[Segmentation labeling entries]
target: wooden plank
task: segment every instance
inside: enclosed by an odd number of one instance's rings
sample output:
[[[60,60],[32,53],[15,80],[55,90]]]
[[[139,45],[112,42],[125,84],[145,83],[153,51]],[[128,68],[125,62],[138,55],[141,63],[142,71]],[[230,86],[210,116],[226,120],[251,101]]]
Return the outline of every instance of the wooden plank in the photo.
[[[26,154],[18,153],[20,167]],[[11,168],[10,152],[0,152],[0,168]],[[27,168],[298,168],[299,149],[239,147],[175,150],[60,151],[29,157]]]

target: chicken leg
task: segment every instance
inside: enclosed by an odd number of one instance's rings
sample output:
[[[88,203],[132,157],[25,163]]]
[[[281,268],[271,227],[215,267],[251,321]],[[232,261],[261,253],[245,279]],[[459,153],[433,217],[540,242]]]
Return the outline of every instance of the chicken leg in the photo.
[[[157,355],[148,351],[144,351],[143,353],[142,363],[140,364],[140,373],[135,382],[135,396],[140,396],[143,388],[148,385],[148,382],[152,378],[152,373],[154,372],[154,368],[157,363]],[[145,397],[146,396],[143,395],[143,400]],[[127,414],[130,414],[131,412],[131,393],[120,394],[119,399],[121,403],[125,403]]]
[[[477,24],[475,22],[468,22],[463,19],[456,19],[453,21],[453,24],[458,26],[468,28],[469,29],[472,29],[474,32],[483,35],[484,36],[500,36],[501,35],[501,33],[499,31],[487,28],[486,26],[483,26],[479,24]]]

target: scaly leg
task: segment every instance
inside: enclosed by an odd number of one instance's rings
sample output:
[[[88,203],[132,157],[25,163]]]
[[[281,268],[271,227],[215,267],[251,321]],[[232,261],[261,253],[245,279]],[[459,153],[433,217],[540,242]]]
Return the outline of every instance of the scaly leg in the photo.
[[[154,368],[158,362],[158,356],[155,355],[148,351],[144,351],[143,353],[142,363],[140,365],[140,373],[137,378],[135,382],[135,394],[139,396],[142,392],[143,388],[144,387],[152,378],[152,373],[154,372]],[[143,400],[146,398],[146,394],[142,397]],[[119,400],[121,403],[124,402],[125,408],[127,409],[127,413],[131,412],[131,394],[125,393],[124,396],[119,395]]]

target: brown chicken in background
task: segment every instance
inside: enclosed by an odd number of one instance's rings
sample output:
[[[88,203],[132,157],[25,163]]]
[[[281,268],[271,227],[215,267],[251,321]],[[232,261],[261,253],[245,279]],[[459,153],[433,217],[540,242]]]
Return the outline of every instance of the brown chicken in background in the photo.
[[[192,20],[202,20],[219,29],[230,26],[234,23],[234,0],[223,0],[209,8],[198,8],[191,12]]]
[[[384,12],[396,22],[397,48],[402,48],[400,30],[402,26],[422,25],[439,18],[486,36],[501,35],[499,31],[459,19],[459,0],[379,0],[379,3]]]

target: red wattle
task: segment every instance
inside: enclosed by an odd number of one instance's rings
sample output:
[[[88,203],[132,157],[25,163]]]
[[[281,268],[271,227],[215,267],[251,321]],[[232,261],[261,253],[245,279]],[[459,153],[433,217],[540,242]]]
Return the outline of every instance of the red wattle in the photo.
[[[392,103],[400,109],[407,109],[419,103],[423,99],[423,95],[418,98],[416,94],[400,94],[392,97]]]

## [Direction]
Change every occurrence of "segment every instance" in the entries above to "trace each instance", and give the entries again with nothing else altered.

## [Completed task]
target: wooden plank
task: trace each instance
inside: enclosed by an odd number of one instance's rings
sample output:
[[[60,60],[32,53],[15,80],[55,90]]]
[[[139,45],[112,42],[125,84],[145,83],[153,51]],[[128,68],[125,62],[138,55],[141,63],[142,71]],[[230,86],[210,116],[226,120],[251,101]]]
Return the outline of every instance of the wooden plank in the photo.
[[[26,154],[18,153],[20,167]],[[11,168],[10,152],[0,152],[0,168]],[[27,168],[298,168],[299,149],[239,147],[175,150],[60,151],[29,157]]]

target: chicken leg
task: trace each instance
inside: enclosed by an odd number of one instance's rings
sample output:
[[[88,203],[132,157],[25,163]]]
[[[281,268],[271,227],[215,267],[251,321]],[[232,261],[261,253],[245,279]],[[459,153],[433,217],[540,242]]]
Return the outline of every instance of the chicken leg in the photo.
[[[157,355],[148,351],[144,351],[143,353],[142,363],[140,364],[140,373],[135,382],[135,396],[140,396],[143,388],[148,385],[148,382],[152,378],[152,373],[154,372],[154,368],[157,363]],[[145,397],[146,396],[143,395],[143,400]],[[127,414],[130,414],[131,412],[131,393],[120,394],[119,399],[121,403],[125,403]]]
[[[477,24],[475,22],[468,22],[463,19],[456,19],[453,21],[453,24],[458,26],[468,28],[469,29],[472,29],[474,32],[483,35],[484,36],[500,36],[501,35],[501,33],[499,31],[487,28],[486,26],[483,26],[479,24]]]

target: scaly leg
task: trace each instance
inside: enclosed by an odd number of one instance's rings
sample output:
[[[88,203],[132,157],[25,163]]]
[[[281,268],[271,227],[215,267],[251,321]],[[232,261],[261,253],[245,279]],[[459,153],[433,217],[540,242]]]
Return the outline of every instance of the scaly leg in the photo.
[[[154,368],[158,362],[158,356],[155,355],[148,351],[144,351],[143,353],[142,363],[140,365],[140,373],[137,378],[135,382],[135,394],[139,396],[142,392],[143,388],[144,387],[152,378],[152,373],[154,372]],[[143,400],[146,398],[146,394],[142,397]],[[119,400],[121,403],[124,402],[125,408],[127,409],[127,413],[131,412],[131,394],[125,393],[124,396],[119,395]]]

target: brown chicken in background
task: trace each instance
inside: enclosed by an odd number of one instance's rings
sample output:
[[[88,203],[132,157],[25,163]]]
[[[281,268],[271,227],[215,267],[251,321]],[[232,261],[261,253],[245,279]],[[459,153],[433,217],[540,242]]]
Return the outline of every instance of the brown chicken in background in the photo.
[[[192,20],[202,20],[219,29],[230,26],[234,23],[234,0],[223,0],[209,8],[198,8],[191,12]]]
[[[384,12],[396,22],[397,48],[402,48],[400,30],[402,26],[422,25],[439,18],[486,36],[501,35],[499,31],[459,19],[459,0],[379,0],[379,3]]]

target: red wattle
task: trace each instance
inside: enclosed by an odd number of one instance's rings
sample output:
[[[88,203],[132,157],[25,163]]]
[[[281,268],[271,227],[215,267],[251,321]],[[232,261],[261,253],[245,279]],[[459,153],[433,217],[540,242]]]
Return the outline of every instance of the red wattle in the photo.
[[[392,103],[400,109],[407,109],[419,103],[423,99],[423,95],[418,98],[416,94],[400,94],[392,97]]]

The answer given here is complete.